• _Problem_: Please translate this sentence from the festival passage below into Spanish: "In an attempt to get things back on track, sets were shortened."

• _Text passage_:
****************
Was Music at the Intersection perfect in its second year? Absolutely not. The hiccups kept hiccuping, especially on the first day.

On the Washington Avenue stage, where the headliners would play, technical difficulties caused a two-hour delay of the day’s performances. Saint Boogie Brass Band was scheduled first on the stage but instead took its act directly to the streets, at Washington and Josephine Baker boulevards.

Foxing ultimately opened the Washington Avenue Stage well past its scheduled time, which affected start times for the remainder of the day. In an attempt to get things back on track, sets were shortened. But lightning problems later shut down all the stages for about an hour, interrupting performances by Keyon Harrold and Seviin Li and affecting the schedule for the rest of the night.
****************
(Data records)
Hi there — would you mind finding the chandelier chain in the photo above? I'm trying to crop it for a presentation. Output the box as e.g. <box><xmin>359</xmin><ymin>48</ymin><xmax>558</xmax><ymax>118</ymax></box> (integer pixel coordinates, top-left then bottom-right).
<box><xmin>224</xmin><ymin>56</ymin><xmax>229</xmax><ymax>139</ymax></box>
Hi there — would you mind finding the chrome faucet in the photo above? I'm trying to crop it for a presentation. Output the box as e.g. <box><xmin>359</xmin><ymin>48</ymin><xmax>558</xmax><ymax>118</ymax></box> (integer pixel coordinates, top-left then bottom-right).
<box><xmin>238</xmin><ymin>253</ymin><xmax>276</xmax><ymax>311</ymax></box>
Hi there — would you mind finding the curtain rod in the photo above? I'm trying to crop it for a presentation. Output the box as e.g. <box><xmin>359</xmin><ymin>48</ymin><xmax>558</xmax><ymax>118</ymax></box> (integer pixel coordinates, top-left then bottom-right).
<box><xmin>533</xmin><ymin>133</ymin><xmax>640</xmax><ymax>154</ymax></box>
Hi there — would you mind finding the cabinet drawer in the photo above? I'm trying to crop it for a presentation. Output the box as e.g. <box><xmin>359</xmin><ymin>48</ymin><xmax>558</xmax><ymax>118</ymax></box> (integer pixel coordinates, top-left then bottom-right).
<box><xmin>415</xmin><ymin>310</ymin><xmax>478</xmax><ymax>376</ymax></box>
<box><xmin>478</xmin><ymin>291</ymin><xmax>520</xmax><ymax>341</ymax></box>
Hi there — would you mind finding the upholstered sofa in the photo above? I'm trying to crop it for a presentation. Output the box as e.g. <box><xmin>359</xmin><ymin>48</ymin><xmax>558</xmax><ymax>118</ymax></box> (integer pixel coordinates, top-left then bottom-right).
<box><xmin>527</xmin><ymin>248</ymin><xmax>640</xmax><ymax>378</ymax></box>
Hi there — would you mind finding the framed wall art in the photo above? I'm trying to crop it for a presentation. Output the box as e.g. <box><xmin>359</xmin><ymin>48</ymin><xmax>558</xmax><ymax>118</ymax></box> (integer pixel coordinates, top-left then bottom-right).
****************
• _Worked solution_: En un intento por volver a encarrilar las cosas, se acortaron las presentaciones.